— Start —
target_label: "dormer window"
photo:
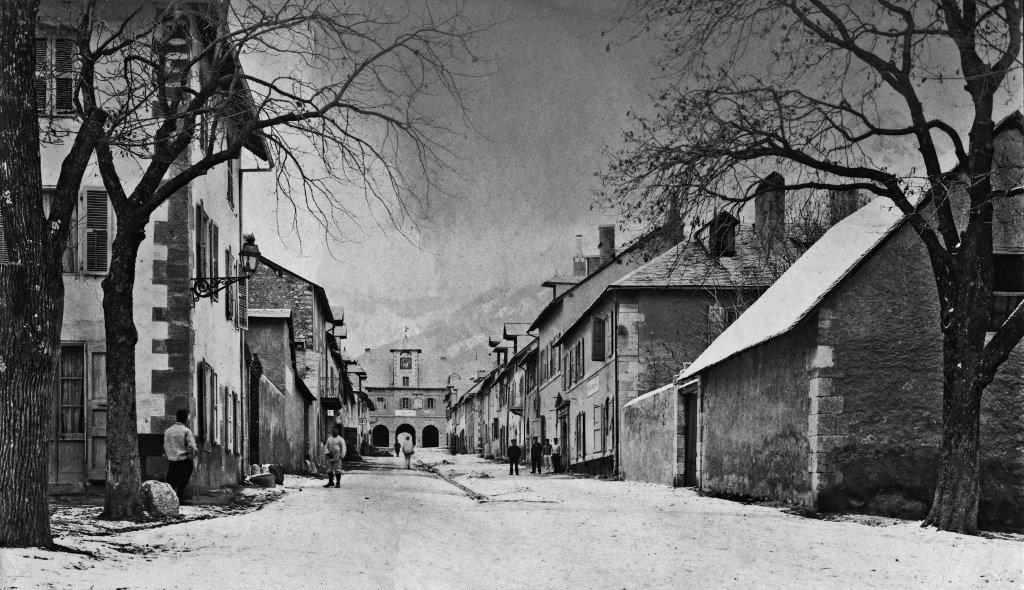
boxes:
[708,212,739,258]
[988,254,1024,332]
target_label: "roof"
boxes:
[609,223,801,290]
[259,254,340,324]
[529,227,673,331]
[249,307,292,320]
[680,198,904,379]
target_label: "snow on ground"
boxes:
[0,450,1024,589]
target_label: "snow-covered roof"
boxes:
[625,383,675,408]
[249,307,292,319]
[680,198,903,379]
[610,223,800,289]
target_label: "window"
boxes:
[708,213,738,258]
[36,36,76,117]
[84,189,111,273]
[210,384,224,444]
[988,254,1024,332]
[57,345,85,438]
[224,248,239,322]
[196,362,210,440]
[590,318,607,362]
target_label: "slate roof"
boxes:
[609,223,802,289]
[680,198,903,379]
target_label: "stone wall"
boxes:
[819,219,1024,525]
[700,322,816,506]
[618,384,678,486]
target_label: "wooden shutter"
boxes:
[53,39,75,113]
[0,218,10,262]
[36,37,49,113]
[210,221,220,301]
[590,318,604,361]
[224,248,238,321]
[85,189,111,272]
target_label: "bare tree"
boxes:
[0,0,470,538]
[605,0,1024,533]
[0,0,105,547]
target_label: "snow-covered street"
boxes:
[0,450,1024,588]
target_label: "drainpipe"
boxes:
[611,299,620,479]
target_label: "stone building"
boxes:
[248,307,315,471]
[673,113,1024,526]
[357,339,455,449]
[0,2,268,491]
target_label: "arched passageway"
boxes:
[371,424,391,447]
[394,424,419,446]
[422,424,440,447]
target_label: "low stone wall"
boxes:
[620,384,678,486]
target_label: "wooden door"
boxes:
[683,392,697,486]
[86,350,106,480]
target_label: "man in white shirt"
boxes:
[164,410,199,504]
[324,427,348,488]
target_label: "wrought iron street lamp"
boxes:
[191,234,259,303]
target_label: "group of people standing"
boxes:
[508,436,562,475]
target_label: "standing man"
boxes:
[324,426,348,488]
[398,432,416,469]
[529,436,544,474]
[551,438,562,473]
[164,409,199,504]
[541,438,551,473]
[509,438,522,475]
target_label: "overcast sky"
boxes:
[245,0,654,352]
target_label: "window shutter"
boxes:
[590,318,604,361]
[85,189,111,272]
[224,248,237,320]
[0,214,10,262]
[238,279,249,330]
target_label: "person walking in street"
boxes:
[324,427,348,488]
[529,436,544,474]
[551,438,562,473]
[164,409,199,504]
[398,432,416,469]
[541,438,551,473]
[509,438,522,475]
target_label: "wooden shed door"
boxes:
[87,351,106,480]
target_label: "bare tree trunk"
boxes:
[0,0,57,547]
[102,217,145,520]
[0,264,63,547]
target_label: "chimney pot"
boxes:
[754,172,785,240]
[597,225,615,262]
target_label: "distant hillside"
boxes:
[358,286,551,389]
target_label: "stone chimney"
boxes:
[572,234,587,279]
[827,191,867,227]
[754,172,785,240]
[597,225,615,263]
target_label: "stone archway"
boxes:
[394,424,419,445]
[370,424,391,447]
[422,424,440,447]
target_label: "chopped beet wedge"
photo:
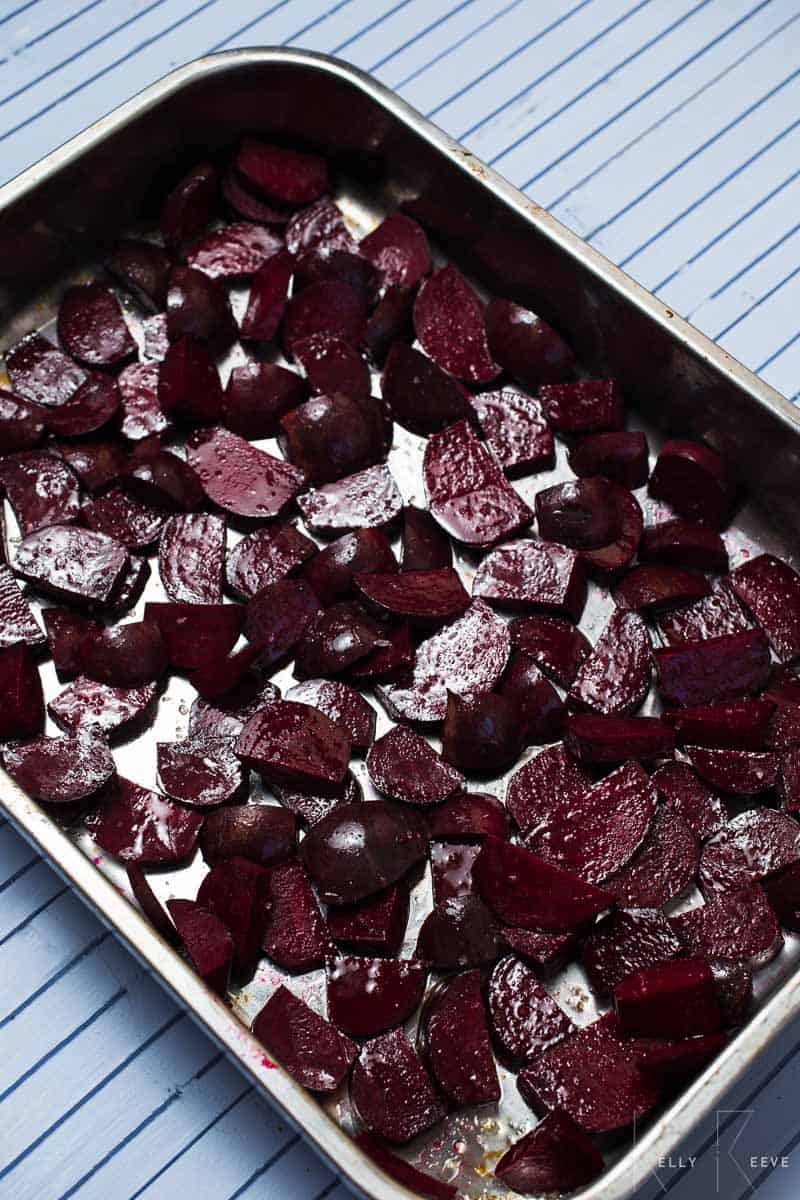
— End —
- _REQUEST_:
Pick out every line above that contains the word "snow", and copy each one.

- _OUTPUT FOR THIS TASK_:
target_label: "snow on ground"
target_label: "snow-covered roof"
target_label: "snow-covered street"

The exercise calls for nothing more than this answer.